Material for this exercise.
····················

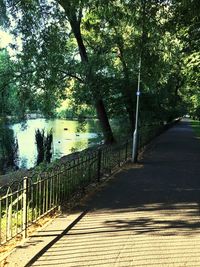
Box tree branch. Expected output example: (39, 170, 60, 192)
(58, 69, 85, 83)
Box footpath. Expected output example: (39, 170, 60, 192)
(3, 119, 200, 267)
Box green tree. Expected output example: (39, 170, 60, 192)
(2, 0, 115, 143)
(1, 0, 198, 138)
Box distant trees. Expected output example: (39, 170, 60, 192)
(0, 49, 19, 117)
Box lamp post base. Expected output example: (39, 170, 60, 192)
(132, 130, 138, 163)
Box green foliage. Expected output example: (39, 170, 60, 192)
(0, 0, 199, 137)
(35, 128, 53, 165)
(0, 1, 9, 27)
(57, 104, 96, 120)
(0, 121, 18, 174)
(0, 48, 21, 117)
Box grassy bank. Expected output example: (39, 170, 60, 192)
(190, 120, 200, 137)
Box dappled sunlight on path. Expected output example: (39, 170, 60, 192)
(31, 204, 200, 266)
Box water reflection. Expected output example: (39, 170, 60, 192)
(10, 119, 101, 169)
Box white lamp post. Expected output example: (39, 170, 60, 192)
(132, 57, 142, 162)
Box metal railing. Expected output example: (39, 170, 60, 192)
(0, 122, 168, 245)
(0, 139, 133, 245)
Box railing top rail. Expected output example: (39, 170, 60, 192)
(0, 139, 132, 196)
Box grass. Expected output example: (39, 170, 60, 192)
(190, 120, 200, 137)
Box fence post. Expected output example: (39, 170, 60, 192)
(97, 149, 102, 182)
(118, 147, 121, 167)
(23, 177, 28, 239)
(125, 140, 128, 161)
(7, 189, 12, 240)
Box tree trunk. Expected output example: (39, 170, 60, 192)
(95, 99, 115, 144)
(58, 1, 115, 144)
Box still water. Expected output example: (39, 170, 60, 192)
(10, 119, 102, 169)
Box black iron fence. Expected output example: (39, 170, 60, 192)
(0, 121, 173, 245)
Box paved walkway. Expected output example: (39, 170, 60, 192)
(4, 120, 200, 267)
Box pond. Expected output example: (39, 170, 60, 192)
(0, 118, 102, 172)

····················

Reproduce exactly the line containing "Box black iron" and all lines after it through the end of the listing above; leave out every earlier line.

Task output.
Box black iron fence. Expected output example: (39, 170, 60, 192)
(0, 121, 173, 245)
Box paved walkway. Expected output example: (39, 170, 60, 192)
(4, 120, 200, 267)
Box pond. Expected output example: (39, 170, 60, 192)
(0, 118, 102, 172)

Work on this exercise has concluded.